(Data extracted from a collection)

Segment Open

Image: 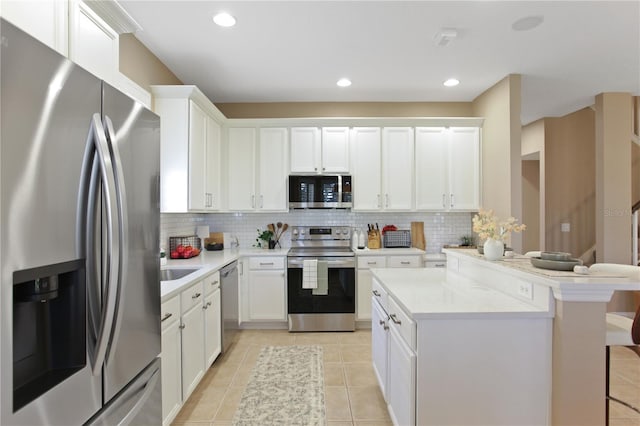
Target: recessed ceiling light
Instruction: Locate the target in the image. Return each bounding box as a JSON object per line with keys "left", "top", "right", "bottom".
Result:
{"left": 337, "top": 78, "right": 352, "bottom": 87}
{"left": 512, "top": 15, "right": 544, "bottom": 31}
{"left": 213, "top": 12, "right": 236, "bottom": 27}
{"left": 443, "top": 78, "right": 459, "bottom": 87}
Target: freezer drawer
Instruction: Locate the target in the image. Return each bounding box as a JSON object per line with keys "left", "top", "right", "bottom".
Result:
{"left": 85, "top": 357, "right": 162, "bottom": 426}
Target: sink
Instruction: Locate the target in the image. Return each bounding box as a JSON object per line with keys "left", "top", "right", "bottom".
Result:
{"left": 160, "top": 268, "right": 200, "bottom": 281}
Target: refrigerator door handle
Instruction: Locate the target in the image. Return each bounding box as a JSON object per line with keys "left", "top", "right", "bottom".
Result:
{"left": 102, "top": 115, "right": 129, "bottom": 364}
{"left": 80, "top": 113, "right": 121, "bottom": 376}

Segment Closed

● Problem:
The response should consist of the lines above from the first through the one containing "Target: sink", transcribed exactly, with every picture left out.

● Reply:
Image: 
Target: recessed ceiling light
Instruction: Locate the target in the image. Return each bounding box as a JSON object per line with keys "left", "top", "right", "bottom".
Result:
{"left": 337, "top": 78, "right": 352, "bottom": 87}
{"left": 512, "top": 15, "right": 544, "bottom": 31}
{"left": 213, "top": 12, "right": 236, "bottom": 27}
{"left": 443, "top": 78, "right": 459, "bottom": 87}
Target: freezer drawer
Instruction: Locate the target in the image. Return each bounding box as a JSON object per line with keys "left", "top", "right", "bottom".
Result:
{"left": 85, "top": 357, "right": 162, "bottom": 426}
Target: sink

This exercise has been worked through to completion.